● **EXERCISE DESCRIPTION**
The records are to be copied in their entirety, exactly as given.

Content starts

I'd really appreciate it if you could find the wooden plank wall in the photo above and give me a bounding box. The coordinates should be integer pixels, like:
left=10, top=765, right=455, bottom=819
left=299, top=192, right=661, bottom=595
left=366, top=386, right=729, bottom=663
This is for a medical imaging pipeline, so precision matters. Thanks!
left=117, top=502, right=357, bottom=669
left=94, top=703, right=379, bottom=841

Content ends

● **OUTPUT OF THE EXERCISE**
I'd really appreciate it if you could find the wooden plank wall in the photo above and give me a bounding box. The coordinates should be integer pixels, like:
left=10, top=765, right=455, bottom=819
left=299, top=192, right=661, bottom=595
left=366, top=386, right=729, bottom=663
This is for a medical imaging pipeline, so precision matters. Thanks!
left=117, top=502, right=357, bottom=669
left=94, top=703, right=379, bottom=841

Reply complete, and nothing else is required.